- Trecho para leitura
:::
Respostas imunes antivirais e suscetibilidade de atópicos à infecção viral
Diferentes padrões de liberação de citocinas ocorrem durante doenças virais com broncoespasmo. Níveis elevados de citocinas Th2 foram encontrados em lactentes hospitalizados por bronquiolite por VSR, enquanto IL-3 e IL-12p40 elevados foram associados à sibilância recorrente. Respostas Th2/Th17 distorcidas e respostas de IFN-γ prejudicadas após infecções por VSR foram associadas a um aumento na sibilância recorrente. Linfóides inatos do tipo 2 induzem IL-4 e IL-13 durante infecções por VSR, amplificando a resposta Th2. Níveis baixos de IFNα foram detectados em crianças com asma, mas aumentaram durante exacerbações.
A atopia aumenta a susceptibilidade a infecções respiratórias e de complicações em longo prazo após infecções virais. Respostas imunes prejudicadas a infecções por RV foram observadas na presença de inflamação tipo 2. Por outro lado o óxido fracionado exalado (FeNO), um marcador de inflamação epitelial das vias aéreas e um marcador de resposta T2, está aumentado e positivamente associado a marcadores de atividade da doença em pré-escolares asmáticos, como o número de episódios de sibilância e dias com asma, potencialmente contribuindo para a cronicidade da doença.
Por fim, a hipótese PreDicta propôs que a predisposição atópica aumenta os efeitos imunológicos e de longo prazo da doença sibilante induzida por vírus. A maturação imunológica está comprometida em indivíduos atópicos, com indução subótima de Th1 e IL-10, potencialmente implicada no início de doenças relacionadas à atopia. Além disso, as respostas T2 aumentadas podem aumentar outras anormalidades na imunidade antiviral. É plausível que o aumento do número e o momento dos eventos induzidos por vírus em um contexto genético alterado reprogramem as respostas imunes inatas, adaptativas e/ou regulatórias em direção a um padrão crônico de inflamação.
:::
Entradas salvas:
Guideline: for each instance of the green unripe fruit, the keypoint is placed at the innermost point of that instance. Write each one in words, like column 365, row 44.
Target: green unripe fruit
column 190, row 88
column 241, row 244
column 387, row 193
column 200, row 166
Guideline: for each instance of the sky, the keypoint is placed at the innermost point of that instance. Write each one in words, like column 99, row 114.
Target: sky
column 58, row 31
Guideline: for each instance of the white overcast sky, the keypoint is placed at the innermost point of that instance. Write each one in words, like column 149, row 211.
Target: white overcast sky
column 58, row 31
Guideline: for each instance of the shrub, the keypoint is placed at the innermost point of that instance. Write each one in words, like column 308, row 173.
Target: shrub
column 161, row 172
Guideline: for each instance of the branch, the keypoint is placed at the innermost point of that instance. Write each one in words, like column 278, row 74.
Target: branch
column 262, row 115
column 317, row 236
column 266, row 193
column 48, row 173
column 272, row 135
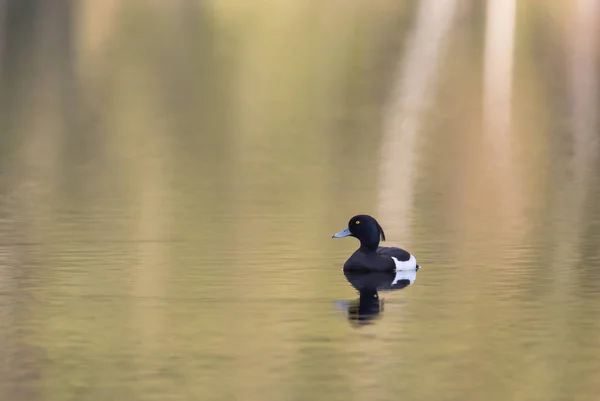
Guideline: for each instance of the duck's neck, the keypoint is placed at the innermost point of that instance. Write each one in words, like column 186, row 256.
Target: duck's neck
column 367, row 247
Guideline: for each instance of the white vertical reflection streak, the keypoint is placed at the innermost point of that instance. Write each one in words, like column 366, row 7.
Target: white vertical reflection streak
column 499, row 46
column 584, row 87
column 412, row 91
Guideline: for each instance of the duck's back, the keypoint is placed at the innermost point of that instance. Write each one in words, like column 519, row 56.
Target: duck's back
column 361, row 261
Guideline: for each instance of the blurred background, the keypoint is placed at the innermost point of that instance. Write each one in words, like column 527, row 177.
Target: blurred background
column 171, row 173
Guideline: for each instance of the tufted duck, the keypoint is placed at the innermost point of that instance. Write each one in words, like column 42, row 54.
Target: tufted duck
column 370, row 256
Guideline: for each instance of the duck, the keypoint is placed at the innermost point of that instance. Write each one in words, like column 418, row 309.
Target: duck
column 370, row 257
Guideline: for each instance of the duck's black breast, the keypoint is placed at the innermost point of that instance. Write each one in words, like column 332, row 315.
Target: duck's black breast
column 369, row 261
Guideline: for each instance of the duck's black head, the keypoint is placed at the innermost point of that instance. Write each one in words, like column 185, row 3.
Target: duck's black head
column 366, row 229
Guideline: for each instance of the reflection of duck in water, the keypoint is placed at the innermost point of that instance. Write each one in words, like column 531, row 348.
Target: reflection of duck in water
column 369, row 305
column 371, row 257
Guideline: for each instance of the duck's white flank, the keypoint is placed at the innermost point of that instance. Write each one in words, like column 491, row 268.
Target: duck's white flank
column 410, row 275
column 410, row 264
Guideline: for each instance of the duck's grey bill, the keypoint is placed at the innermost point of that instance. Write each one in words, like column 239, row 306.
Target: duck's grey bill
column 344, row 233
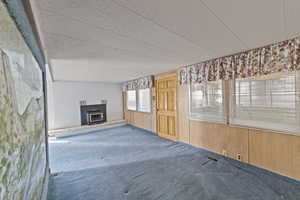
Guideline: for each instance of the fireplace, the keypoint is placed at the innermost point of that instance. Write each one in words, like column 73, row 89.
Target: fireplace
column 93, row 114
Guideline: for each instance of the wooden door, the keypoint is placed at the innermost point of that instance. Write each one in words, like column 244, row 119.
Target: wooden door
column 166, row 107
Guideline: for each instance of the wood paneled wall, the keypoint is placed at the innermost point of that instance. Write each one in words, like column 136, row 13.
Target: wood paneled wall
column 183, row 126
column 277, row 152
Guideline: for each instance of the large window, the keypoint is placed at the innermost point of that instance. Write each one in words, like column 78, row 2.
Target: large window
column 131, row 100
column 144, row 99
column 206, row 102
column 270, row 102
column 139, row 100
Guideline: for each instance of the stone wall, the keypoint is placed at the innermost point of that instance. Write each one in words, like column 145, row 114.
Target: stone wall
column 23, row 165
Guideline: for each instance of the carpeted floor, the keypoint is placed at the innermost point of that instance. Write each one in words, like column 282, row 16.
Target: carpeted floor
column 128, row 163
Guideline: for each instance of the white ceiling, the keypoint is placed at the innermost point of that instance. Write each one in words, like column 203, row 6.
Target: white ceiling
column 119, row 40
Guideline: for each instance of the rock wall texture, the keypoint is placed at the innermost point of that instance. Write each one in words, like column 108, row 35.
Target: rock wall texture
column 23, row 165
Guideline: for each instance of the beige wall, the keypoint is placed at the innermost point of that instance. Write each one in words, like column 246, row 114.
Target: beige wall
column 141, row 119
column 277, row 152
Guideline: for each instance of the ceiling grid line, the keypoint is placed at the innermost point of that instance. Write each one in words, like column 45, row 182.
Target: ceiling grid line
column 226, row 26
column 160, row 25
column 147, row 44
column 122, row 51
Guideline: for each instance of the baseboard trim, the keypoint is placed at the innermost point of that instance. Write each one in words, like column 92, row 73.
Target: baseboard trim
column 87, row 130
column 244, row 165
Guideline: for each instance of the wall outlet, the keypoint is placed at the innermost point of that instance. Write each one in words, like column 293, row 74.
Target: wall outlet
column 82, row 102
column 103, row 101
column 224, row 152
column 239, row 157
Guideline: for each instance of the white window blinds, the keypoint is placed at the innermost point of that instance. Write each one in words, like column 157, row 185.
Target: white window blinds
column 206, row 102
column 144, row 99
column 270, row 102
column 131, row 100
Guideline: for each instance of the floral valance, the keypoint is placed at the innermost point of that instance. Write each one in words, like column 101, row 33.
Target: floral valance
column 141, row 83
column 280, row 57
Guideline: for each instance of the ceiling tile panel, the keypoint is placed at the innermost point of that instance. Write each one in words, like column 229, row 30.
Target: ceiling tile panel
column 256, row 22
column 292, row 17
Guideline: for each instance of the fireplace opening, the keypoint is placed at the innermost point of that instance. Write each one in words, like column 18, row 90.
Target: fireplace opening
column 93, row 114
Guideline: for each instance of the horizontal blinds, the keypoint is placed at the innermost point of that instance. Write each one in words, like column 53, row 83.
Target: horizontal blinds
column 131, row 100
column 207, row 101
column 270, row 102
column 144, row 99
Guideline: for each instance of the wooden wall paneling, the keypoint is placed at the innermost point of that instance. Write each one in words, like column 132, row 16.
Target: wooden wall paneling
column 296, row 158
column 182, row 113
column 153, row 120
column 219, row 138
column 236, row 142
column 276, row 152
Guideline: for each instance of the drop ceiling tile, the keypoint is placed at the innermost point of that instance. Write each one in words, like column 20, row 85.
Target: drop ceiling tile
column 292, row 17
column 189, row 19
column 256, row 22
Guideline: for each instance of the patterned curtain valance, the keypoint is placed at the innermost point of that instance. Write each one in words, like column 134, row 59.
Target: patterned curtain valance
column 280, row 57
column 141, row 83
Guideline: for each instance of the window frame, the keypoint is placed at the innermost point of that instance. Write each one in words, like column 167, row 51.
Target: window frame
column 136, row 106
column 288, row 129
column 138, row 100
column 193, row 118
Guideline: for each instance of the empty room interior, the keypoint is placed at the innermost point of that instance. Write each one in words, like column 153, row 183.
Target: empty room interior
column 149, row 100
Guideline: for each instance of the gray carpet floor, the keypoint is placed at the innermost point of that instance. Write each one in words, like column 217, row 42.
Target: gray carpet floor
column 128, row 163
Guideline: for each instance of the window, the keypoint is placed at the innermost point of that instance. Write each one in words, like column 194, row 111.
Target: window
column 131, row 100
column 270, row 102
column 144, row 99
column 206, row 101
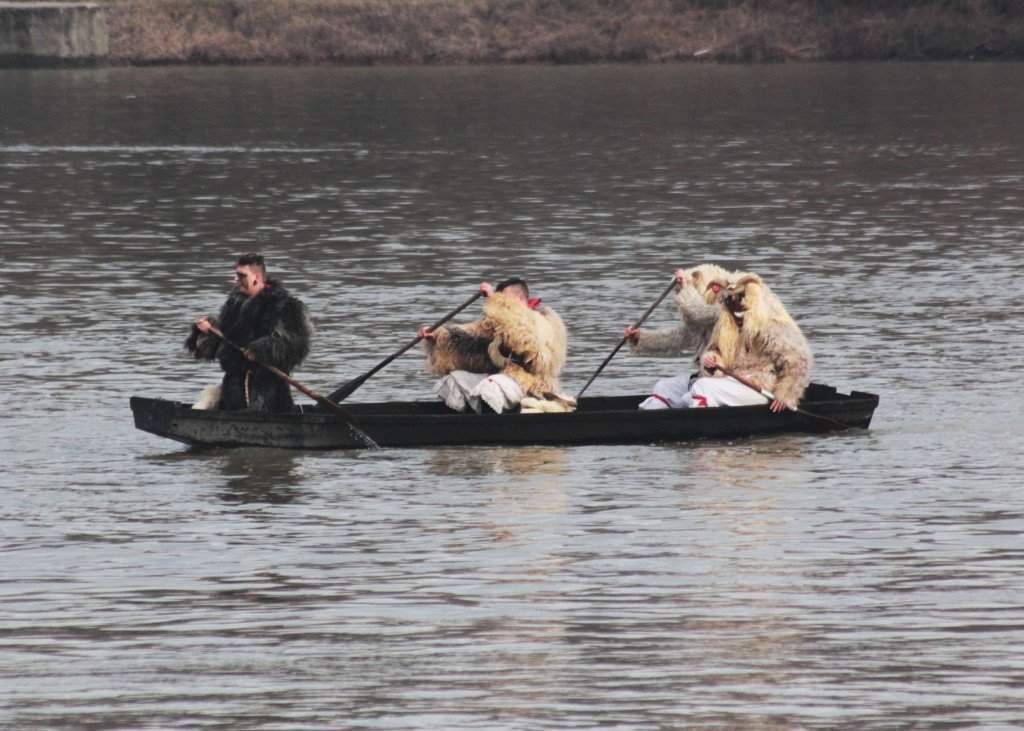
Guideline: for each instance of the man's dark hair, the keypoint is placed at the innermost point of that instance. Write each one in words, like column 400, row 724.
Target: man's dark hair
column 252, row 260
column 513, row 282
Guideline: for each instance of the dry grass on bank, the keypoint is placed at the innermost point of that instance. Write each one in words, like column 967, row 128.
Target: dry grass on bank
column 559, row 31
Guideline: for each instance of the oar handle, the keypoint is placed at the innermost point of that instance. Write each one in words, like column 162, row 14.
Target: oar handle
column 349, row 387
column 622, row 342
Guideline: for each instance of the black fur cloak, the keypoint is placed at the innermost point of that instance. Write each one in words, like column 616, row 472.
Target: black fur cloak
column 275, row 327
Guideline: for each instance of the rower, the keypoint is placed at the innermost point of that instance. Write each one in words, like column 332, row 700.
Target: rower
column 514, row 352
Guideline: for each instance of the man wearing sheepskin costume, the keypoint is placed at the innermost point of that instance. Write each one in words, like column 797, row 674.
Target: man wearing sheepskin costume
column 270, row 325
column 758, row 340
column 696, row 297
column 511, row 357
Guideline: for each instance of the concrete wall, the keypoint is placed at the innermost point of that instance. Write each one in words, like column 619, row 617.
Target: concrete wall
column 51, row 33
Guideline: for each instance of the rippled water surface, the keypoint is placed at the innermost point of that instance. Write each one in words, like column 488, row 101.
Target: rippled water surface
column 858, row 581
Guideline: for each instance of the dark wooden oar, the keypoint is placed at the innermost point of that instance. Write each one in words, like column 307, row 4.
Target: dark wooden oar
column 771, row 397
column 622, row 342
column 326, row 402
column 349, row 386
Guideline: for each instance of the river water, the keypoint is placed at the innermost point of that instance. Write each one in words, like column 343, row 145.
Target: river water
column 858, row 581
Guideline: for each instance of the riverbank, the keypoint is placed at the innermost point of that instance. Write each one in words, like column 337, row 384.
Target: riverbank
column 363, row 32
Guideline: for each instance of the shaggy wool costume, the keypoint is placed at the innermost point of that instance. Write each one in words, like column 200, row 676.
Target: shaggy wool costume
column 275, row 327
column 697, row 312
column 527, row 345
column 757, row 338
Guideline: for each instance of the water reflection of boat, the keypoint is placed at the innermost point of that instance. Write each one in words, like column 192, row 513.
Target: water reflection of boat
column 611, row 420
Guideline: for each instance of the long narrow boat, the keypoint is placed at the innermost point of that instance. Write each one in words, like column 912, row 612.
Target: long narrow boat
column 609, row 420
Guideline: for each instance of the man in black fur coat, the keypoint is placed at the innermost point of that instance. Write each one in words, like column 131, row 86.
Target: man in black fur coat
column 272, row 327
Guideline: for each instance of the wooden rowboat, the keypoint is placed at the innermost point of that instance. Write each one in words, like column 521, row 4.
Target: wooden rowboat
column 608, row 420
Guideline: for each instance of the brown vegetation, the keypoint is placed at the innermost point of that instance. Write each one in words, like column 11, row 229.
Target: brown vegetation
column 560, row 31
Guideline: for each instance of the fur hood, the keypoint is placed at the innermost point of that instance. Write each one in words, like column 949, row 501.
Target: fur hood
column 273, row 325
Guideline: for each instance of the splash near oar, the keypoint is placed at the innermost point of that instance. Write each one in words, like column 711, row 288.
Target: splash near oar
column 623, row 342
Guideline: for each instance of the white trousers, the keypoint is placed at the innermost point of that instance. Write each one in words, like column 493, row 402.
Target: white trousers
column 462, row 390
column 680, row 392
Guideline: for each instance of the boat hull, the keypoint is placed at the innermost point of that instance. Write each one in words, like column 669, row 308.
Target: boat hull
column 612, row 420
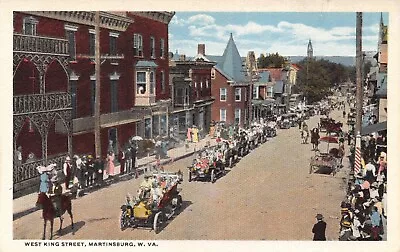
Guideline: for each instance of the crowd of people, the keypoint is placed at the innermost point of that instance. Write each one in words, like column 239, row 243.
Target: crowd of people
column 365, row 205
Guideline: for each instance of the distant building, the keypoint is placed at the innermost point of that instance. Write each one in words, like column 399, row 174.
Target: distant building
column 190, row 80
column 231, row 87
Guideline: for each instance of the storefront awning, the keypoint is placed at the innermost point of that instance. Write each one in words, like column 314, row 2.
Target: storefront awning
column 374, row 128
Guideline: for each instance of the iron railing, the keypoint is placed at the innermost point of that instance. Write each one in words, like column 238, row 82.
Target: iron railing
column 39, row 44
column 41, row 102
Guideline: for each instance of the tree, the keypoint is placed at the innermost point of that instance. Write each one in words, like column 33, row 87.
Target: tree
column 272, row 60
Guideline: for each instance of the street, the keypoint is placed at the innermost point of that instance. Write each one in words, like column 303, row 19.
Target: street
column 268, row 195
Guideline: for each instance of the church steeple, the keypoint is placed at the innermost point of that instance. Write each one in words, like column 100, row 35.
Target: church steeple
column 309, row 50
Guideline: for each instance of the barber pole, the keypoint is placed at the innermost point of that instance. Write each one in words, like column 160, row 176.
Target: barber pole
column 357, row 161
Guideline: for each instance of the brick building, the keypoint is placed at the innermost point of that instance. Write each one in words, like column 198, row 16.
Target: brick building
column 191, row 83
column 231, row 87
column 54, row 83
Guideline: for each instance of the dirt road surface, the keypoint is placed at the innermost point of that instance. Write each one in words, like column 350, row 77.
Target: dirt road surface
column 268, row 195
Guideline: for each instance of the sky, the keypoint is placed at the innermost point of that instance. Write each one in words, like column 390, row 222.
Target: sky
column 287, row 33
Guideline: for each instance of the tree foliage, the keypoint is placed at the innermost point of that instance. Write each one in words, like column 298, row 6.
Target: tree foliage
column 271, row 60
column 317, row 77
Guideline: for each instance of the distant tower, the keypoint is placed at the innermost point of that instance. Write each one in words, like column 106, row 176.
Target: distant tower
column 309, row 49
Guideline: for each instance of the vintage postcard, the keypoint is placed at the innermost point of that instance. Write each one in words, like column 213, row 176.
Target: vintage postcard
:::
Dê continuidade ao trecho sobre imunidade antiviral e atopia, começando logo após a última frase apresentada. Os itens são um material à parte e não têm ligação com o trecho.

- Resposta
Conclusão
Os vírus respiratórios, principalmente os RV, e a disbiose bacteriana foram identificados como fatores principais que contribuem para o desenvolvimento de sibilância e exacerbações de asma em crianças mais velhas. A sibilância durante os primeiros anos de vida está fortemente relacionada com o posterior desenvolvimento de asma, embora não esteja claro quando ou se essa transição ocorrerá. Características da asma, como remodelação das vias aéreas, podem estar presentes desde cedo, enquanto fatores como predisposição genética, deficiências na barreira epitelial das vias aéreas e a presença de atopia contribuem para a manutenção da inflamação e dos sintomas da doença. É possível que a morbidade e a gravidade da doença, os tipos de vírus envolvidos e o contexto da exposição possam aumentar ainda mais o risco de desenvolver asma.